BEGIN DOCUMENT PASSAGE
# I need to change my name



## CantSitStill

I got a reply back when I asked to change my name by elie the moderator asking what name I would like but it did not give me anywhere to respond back to her. I need help getting my real name off.


----------



## CantSitStill

I want CSS back ad my name, im not sure whhst i did wrong


----------



## No Longer Lonely Husband

I love beagles said:


> I got a reply back when I asked to change my name by elie the moderator asking what name I would like but it did not give me anywhere to respond back to her. I need help getting my real name off.


@EleGirl assistance please.


----------



## CantSitStill

I love beagles said:


> I got a reply back when I asked to change my name by elie the moderator asking what name I would like but it did not give me anywhere to respond back to her. I need help getting my real name off.


It says my cookies aren't on


----------



## EleGirl

I love beagles said:


> I got a reply back when I asked to change my name by elie the moderator asking what name I would like but it did not give me anywhere to respond back to her. I need help getting my real name off.


You sent me 2 PMs. On this new forum software PMs are called "Conversations".

The way you reply back to a PM (or conversation) is to click on the "Reply" button at the bottom of my message to you.


----------



## EleGirl

I love beagles said:


> I want CSS back ad my name, im not sure whhst i did wrong


What do you mean when you say "I want CSS back"? What is CSS?


----------



## Blondilocks

EleGirl said:


> What do you mean when you say "I want CSS back"? What is CSS?


@CantSitStill


----------



## CantSitStill

EleGirl said:


> What do you mean when you say "I want CSS back"? What is CSS?


Sorry about this confusion. My husband is Calvin from the ups and downs. He tried to set up an account for me and used my real name so you just helped me so now I have my I love beagles name but. I Was CSS years ago and Calvin is my husband.


Blondilocks said:


> @CantSitStill


Yes thats me


----------



## CantSitStill

Im struggling witj this new set up tho Hubby is in bed. I don't know why i keep getting things sayimg my cookies are deleted when I look for Calvin's posts it said he hasn't posted since 2019


----------



## CantSitStill

I love beagles said:


> I want CSS back ad my name, im not sure whhst i did wrong


How can I find Calvin. It says he hasn't made any posts. Under follow ups and downs the last post from him was in 2013 and said css created it. Im still lost


----------



## EleGirl

I think you already found Calvin's thread. But here's the link just in case: the ups and downs | Page 747 | Talk About Marriage


----------



## Wolfman1968

OK, I thought the OP meant he wanted to change his real life name.

Reminds me of the old joke. A man goes to court to have his name legally changed. The judge asks him, "Well, what is your name?" The man replies, "Steve Bastard". The judge replies, "Well, I can certainly see why you want to change that. What do you want to change it to?" The man replied, "Fred Bastard."


----------
END DOCUMENT PASSAGE
BEGIN INFORMATION PROVIDED
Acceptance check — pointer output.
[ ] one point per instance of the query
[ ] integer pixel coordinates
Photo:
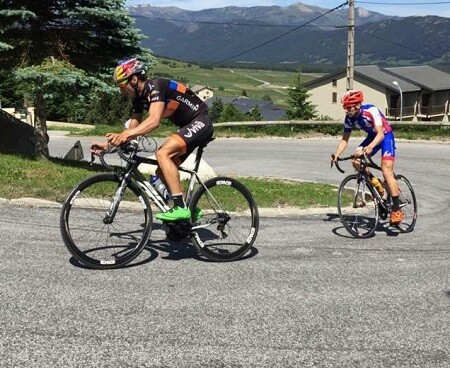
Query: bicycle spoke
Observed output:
(229, 221)
(95, 239)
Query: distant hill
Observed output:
(199, 36)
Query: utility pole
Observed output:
(351, 44)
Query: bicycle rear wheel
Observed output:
(408, 204)
(94, 238)
(229, 222)
(356, 206)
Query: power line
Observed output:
(217, 23)
(404, 4)
(280, 36)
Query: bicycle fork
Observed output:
(114, 205)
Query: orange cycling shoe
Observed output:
(396, 217)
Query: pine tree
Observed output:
(90, 34)
(298, 106)
(51, 43)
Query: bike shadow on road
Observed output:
(382, 226)
(177, 250)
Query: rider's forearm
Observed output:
(341, 147)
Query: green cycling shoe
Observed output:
(178, 214)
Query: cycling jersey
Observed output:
(183, 108)
(367, 119)
(183, 104)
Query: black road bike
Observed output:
(361, 207)
(106, 220)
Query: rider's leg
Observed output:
(387, 166)
(167, 157)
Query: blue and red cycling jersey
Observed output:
(367, 119)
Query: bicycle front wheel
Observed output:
(104, 225)
(408, 204)
(357, 208)
(228, 223)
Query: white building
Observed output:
(421, 93)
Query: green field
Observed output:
(230, 82)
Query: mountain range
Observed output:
(295, 34)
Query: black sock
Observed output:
(395, 203)
(178, 201)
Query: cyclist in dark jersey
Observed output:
(162, 98)
(379, 137)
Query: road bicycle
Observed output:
(106, 220)
(361, 206)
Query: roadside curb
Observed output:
(263, 212)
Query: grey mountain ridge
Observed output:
(200, 36)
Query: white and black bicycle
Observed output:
(106, 220)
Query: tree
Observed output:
(90, 34)
(85, 35)
(53, 77)
(216, 109)
(298, 106)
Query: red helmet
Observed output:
(352, 98)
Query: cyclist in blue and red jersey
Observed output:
(379, 137)
(162, 98)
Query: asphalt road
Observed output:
(307, 295)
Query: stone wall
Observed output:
(15, 135)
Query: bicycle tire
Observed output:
(87, 235)
(230, 219)
(408, 204)
(361, 217)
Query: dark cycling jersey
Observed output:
(184, 103)
(186, 109)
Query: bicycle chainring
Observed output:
(177, 230)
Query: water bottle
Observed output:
(377, 184)
(160, 187)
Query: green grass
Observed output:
(230, 82)
(53, 179)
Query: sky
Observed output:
(386, 7)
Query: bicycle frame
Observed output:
(132, 172)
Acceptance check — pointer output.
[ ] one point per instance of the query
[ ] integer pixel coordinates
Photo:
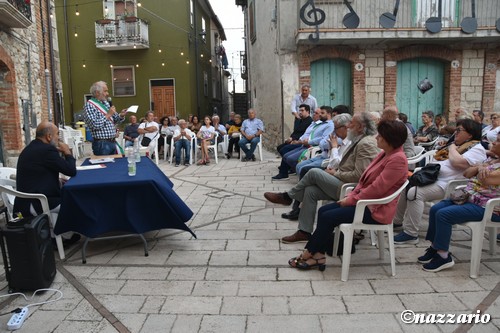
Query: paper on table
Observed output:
(89, 167)
(133, 108)
(101, 160)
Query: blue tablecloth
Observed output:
(108, 199)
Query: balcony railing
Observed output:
(15, 13)
(115, 35)
(410, 20)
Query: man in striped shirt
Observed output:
(101, 117)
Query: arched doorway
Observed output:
(409, 99)
(331, 82)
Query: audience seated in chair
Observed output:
(454, 159)
(320, 184)
(38, 169)
(383, 176)
(205, 137)
(250, 130)
(182, 140)
(483, 185)
(316, 134)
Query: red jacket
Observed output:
(381, 178)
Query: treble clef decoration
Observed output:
(312, 16)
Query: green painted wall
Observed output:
(169, 30)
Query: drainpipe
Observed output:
(52, 63)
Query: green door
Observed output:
(409, 99)
(331, 82)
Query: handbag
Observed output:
(459, 196)
(146, 141)
(425, 176)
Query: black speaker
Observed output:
(29, 257)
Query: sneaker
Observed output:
(429, 254)
(438, 263)
(279, 177)
(298, 237)
(397, 226)
(404, 238)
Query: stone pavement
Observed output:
(235, 276)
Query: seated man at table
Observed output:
(182, 139)
(38, 169)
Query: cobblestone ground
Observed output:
(235, 276)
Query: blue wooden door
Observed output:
(331, 82)
(409, 99)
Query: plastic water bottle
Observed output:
(137, 151)
(132, 168)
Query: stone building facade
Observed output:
(284, 52)
(27, 61)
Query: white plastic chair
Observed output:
(357, 223)
(224, 144)
(259, 147)
(172, 150)
(477, 228)
(45, 209)
(428, 144)
(212, 147)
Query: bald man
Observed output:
(38, 169)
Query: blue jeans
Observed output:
(253, 144)
(179, 144)
(307, 165)
(330, 216)
(103, 147)
(444, 215)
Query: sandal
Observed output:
(303, 265)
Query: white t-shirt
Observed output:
(205, 132)
(177, 132)
(475, 155)
(149, 124)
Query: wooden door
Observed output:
(163, 100)
(409, 99)
(331, 82)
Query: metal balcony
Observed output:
(116, 35)
(15, 13)
(410, 23)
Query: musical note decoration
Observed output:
(388, 20)
(312, 16)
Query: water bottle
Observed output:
(131, 168)
(137, 151)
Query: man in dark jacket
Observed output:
(303, 124)
(38, 169)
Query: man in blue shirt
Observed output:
(303, 98)
(251, 129)
(318, 136)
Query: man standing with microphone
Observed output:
(101, 116)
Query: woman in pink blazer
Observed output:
(387, 172)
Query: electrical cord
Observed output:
(17, 310)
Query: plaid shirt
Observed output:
(100, 127)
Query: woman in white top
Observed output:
(205, 135)
(490, 132)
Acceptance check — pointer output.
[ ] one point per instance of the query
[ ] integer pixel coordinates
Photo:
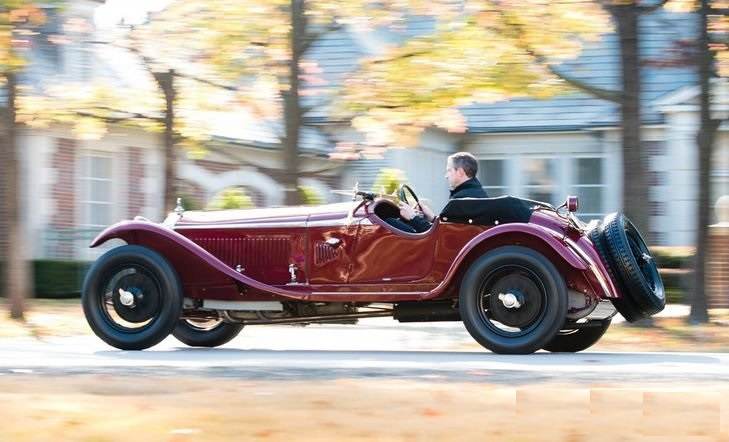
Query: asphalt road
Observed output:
(376, 348)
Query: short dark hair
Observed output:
(465, 161)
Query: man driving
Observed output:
(461, 169)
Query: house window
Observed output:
(589, 186)
(493, 177)
(539, 176)
(96, 188)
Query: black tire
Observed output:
(624, 304)
(156, 290)
(518, 271)
(572, 341)
(634, 267)
(197, 335)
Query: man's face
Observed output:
(454, 176)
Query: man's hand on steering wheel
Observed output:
(402, 193)
(407, 212)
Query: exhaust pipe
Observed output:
(422, 311)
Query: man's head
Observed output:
(461, 167)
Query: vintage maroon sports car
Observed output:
(522, 275)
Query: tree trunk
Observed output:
(635, 190)
(165, 81)
(292, 105)
(17, 270)
(705, 143)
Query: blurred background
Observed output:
(114, 109)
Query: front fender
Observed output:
(192, 262)
(495, 236)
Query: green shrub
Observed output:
(59, 279)
(309, 196)
(55, 279)
(388, 181)
(232, 198)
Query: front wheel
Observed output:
(513, 300)
(132, 298)
(572, 341)
(205, 333)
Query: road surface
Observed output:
(376, 348)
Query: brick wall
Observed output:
(718, 268)
(135, 182)
(63, 194)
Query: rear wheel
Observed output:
(513, 300)
(572, 341)
(132, 298)
(205, 333)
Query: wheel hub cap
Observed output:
(126, 298)
(511, 300)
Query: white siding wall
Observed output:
(682, 178)
(563, 148)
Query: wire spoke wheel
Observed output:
(131, 298)
(512, 300)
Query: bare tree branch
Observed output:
(110, 119)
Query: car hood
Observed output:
(257, 216)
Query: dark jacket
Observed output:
(468, 189)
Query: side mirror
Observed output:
(572, 203)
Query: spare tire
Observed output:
(631, 266)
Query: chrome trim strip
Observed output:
(369, 293)
(272, 225)
(250, 306)
(604, 310)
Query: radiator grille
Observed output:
(324, 253)
(251, 252)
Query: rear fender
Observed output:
(195, 265)
(551, 244)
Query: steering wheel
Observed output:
(402, 192)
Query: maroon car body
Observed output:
(347, 255)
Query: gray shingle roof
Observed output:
(598, 65)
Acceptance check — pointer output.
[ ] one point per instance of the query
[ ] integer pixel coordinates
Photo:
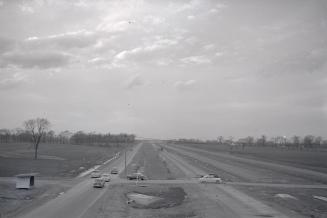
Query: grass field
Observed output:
(309, 159)
(54, 160)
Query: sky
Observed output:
(166, 69)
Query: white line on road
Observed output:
(85, 173)
(320, 198)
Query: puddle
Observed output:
(142, 199)
(148, 198)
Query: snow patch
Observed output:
(285, 196)
(320, 198)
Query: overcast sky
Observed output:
(166, 69)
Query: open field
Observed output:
(57, 166)
(309, 159)
(250, 189)
(54, 160)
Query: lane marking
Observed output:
(85, 173)
(320, 198)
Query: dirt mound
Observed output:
(155, 199)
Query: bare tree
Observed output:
(37, 127)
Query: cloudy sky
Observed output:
(166, 69)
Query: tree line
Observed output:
(19, 135)
(294, 142)
(38, 130)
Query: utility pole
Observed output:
(125, 164)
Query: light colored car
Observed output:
(106, 177)
(136, 176)
(98, 183)
(210, 178)
(114, 170)
(95, 174)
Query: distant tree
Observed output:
(308, 140)
(262, 140)
(296, 141)
(318, 141)
(37, 128)
(220, 140)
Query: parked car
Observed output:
(106, 177)
(114, 170)
(95, 174)
(210, 178)
(98, 183)
(138, 176)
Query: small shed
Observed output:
(25, 181)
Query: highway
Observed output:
(222, 200)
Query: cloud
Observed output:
(35, 59)
(196, 60)
(183, 85)
(145, 52)
(6, 44)
(117, 26)
(134, 81)
(191, 17)
(124, 54)
(12, 82)
(76, 39)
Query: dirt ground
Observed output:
(12, 200)
(300, 201)
(115, 204)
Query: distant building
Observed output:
(25, 181)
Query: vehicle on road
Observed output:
(106, 177)
(95, 174)
(114, 170)
(99, 183)
(136, 176)
(210, 178)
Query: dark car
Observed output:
(136, 176)
(114, 170)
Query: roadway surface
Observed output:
(224, 200)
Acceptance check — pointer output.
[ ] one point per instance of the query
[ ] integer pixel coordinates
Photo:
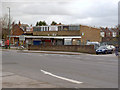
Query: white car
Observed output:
(111, 47)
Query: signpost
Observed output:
(22, 38)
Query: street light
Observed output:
(9, 26)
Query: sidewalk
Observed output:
(51, 52)
(11, 80)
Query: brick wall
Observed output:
(90, 33)
(68, 48)
(58, 33)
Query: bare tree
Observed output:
(4, 23)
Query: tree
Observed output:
(4, 23)
(53, 23)
(37, 24)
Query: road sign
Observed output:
(22, 38)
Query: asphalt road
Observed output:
(69, 71)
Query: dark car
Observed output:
(103, 50)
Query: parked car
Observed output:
(111, 47)
(96, 44)
(104, 50)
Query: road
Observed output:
(68, 71)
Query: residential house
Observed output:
(109, 36)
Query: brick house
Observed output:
(78, 34)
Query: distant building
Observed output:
(109, 35)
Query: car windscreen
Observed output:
(102, 47)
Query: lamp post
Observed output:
(9, 27)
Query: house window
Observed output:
(114, 34)
(103, 34)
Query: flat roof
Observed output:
(57, 37)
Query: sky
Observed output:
(97, 13)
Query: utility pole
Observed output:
(9, 28)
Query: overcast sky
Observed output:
(87, 12)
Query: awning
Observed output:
(56, 37)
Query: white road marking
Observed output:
(63, 78)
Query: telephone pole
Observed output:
(9, 28)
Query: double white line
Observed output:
(63, 78)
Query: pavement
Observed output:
(11, 80)
(59, 70)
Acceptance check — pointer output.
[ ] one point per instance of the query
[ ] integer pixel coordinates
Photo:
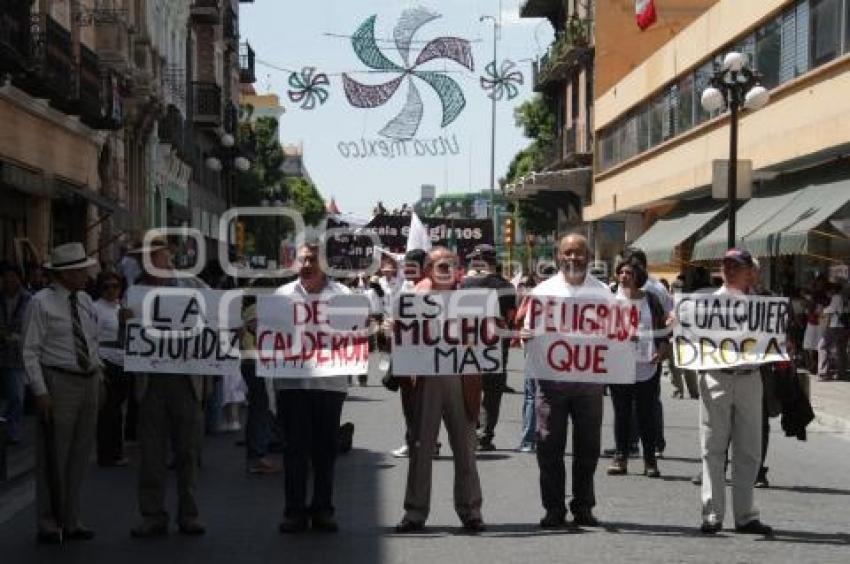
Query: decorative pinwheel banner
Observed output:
(502, 82)
(309, 87)
(405, 125)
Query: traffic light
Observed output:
(509, 234)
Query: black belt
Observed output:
(76, 373)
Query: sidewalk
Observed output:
(831, 402)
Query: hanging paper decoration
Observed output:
(309, 87)
(407, 122)
(502, 83)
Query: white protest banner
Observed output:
(312, 337)
(446, 334)
(720, 331)
(182, 331)
(590, 340)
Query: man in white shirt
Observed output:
(309, 410)
(558, 402)
(63, 371)
(731, 415)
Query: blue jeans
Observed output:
(259, 425)
(13, 381)
(529, 415)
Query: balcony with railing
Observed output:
(50, 73)
(572, 147)
(230, 27)
(206, 104)
(571, 47)
(14, 35)
(247, 64)
(172, 129)
(205, 11)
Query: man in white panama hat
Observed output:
(63, 371)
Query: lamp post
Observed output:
(737, 86)
(496, 27)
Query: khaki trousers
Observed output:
(441, 397)
(730, 413)
(74, 427)
(170, 419)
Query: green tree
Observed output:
(304, 197)
(538, 122)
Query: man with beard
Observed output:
(558, 402)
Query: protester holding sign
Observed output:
(642, 395)
(731, 398)
(309, 409)
(557, 402)
(454, 399)
(170, 413)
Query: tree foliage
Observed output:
(538, 122)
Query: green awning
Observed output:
(660, 240)
(778, 224)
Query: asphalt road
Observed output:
(643, 519)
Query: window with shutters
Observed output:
(768, 53)
(825, 35)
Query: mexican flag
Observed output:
(645, 12)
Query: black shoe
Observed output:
(474, 526)
(553, 520)
(708, 528)
(346, 437)
(80, 533)
(408, 526)
(486, 445)
(754, 527)
(49, 537)
(584, 518)
(324, 524)
(291, 525)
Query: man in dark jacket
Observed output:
(483, 261)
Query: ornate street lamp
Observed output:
(737, 86)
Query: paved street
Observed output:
(643, 519)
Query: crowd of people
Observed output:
(65, 344)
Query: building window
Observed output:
(847, 26)
(643, 129)
(768, 53)
(657, 118)
(685, 105)
(825, 34)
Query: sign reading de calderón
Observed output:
(312, 337)
(724, 331)
(582, 340)
(182, 331)
(446, 333)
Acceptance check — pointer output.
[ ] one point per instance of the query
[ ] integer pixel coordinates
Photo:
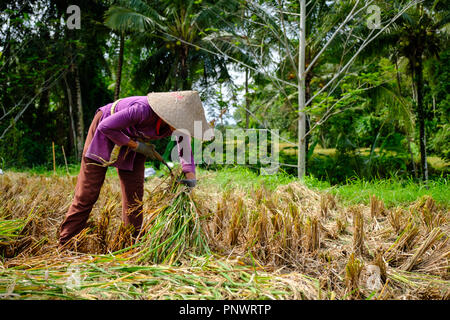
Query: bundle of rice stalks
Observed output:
(173, 227)
(10, 230)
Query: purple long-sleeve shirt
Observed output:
(133, 119)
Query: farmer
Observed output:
(117, 137)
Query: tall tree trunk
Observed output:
(247, 101)
(119, 67)
(301, 162)
(418, 80)
(184, 68)
(80, 127)
(408, 134)
(72, 122)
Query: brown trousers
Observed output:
(87, 190)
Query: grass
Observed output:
(392, 191)
(280, 240)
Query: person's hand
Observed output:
(190, 180)
(191, 183)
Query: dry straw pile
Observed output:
(290, 243)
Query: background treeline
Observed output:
(382, 116)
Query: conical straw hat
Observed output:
(181, 110)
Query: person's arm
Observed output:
(113, 125)
(187, 162)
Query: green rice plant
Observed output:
(174, 228)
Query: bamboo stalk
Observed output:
(65, 160)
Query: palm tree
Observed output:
(177, 28)
(417, 36)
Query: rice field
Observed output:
(236, 243)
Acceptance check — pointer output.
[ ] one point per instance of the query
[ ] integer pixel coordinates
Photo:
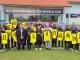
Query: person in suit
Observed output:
(20, 33)
(29, 30)
(39, 37)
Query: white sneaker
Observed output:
(36, 49)
(76, 51)
(40, 48)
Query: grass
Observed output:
(40, 55)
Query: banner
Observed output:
(47, 35)
(60, 35)
(74, 38)
(24, 25)
(4, 38)
(14, 36)
(78, 37)
(8, 31)
(9, 25)
(33, 37)
(14, 21)
(33, 28)
(68, 36)
(54, 34)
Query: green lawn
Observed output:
(40, 55)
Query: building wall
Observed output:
(75, 9)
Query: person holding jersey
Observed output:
(78, 39)
(67, 37)
(29, 30)
(20, 33)
(54, 37)
(73, 29)
(39, 37)
(48, 31)
(60, 37)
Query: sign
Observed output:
(33, 11)
(47, 36)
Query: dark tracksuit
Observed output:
(39, 38)
(60, 43)
(54, 41)
(75, 46)
(6, 45)
(67, 43)
(20, 41)
(13, 44)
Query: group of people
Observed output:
(48, 36)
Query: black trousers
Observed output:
(13, 44)
(38, 43)
(29, 44)
(75, 46)
(60, 43)
(67, 44)
(20, 47)
(54, 42)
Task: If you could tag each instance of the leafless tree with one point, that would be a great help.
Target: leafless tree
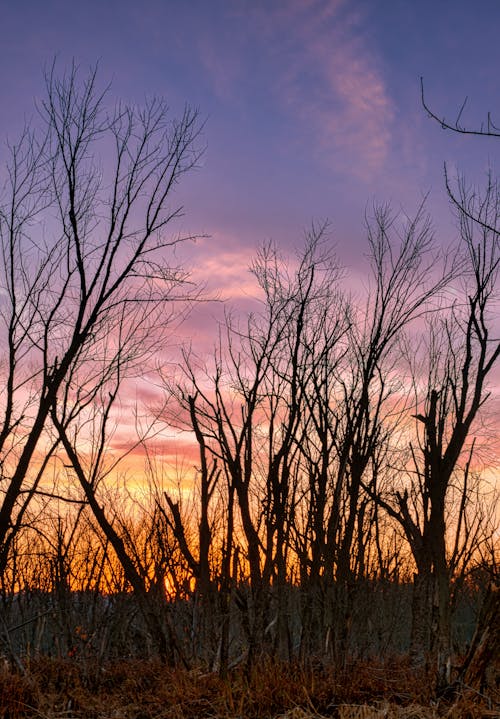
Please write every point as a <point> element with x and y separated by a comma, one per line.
<point>85,274</point>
END INFORMATION PROVIDED
**WHAT THE TASK ASKS**: Write out the part of the forum thread about changing a username, starting with "Sorry about this" and going on through "is my husband.".

**RESPONSE BELOW**:
Sorry about this confusion. My husband is Calvin from the ups and downs. He tried to set up an account for me and used my real name so you just helped me so now I have my I love beagles name but. I Was CSS years ago and Calvin is my husband.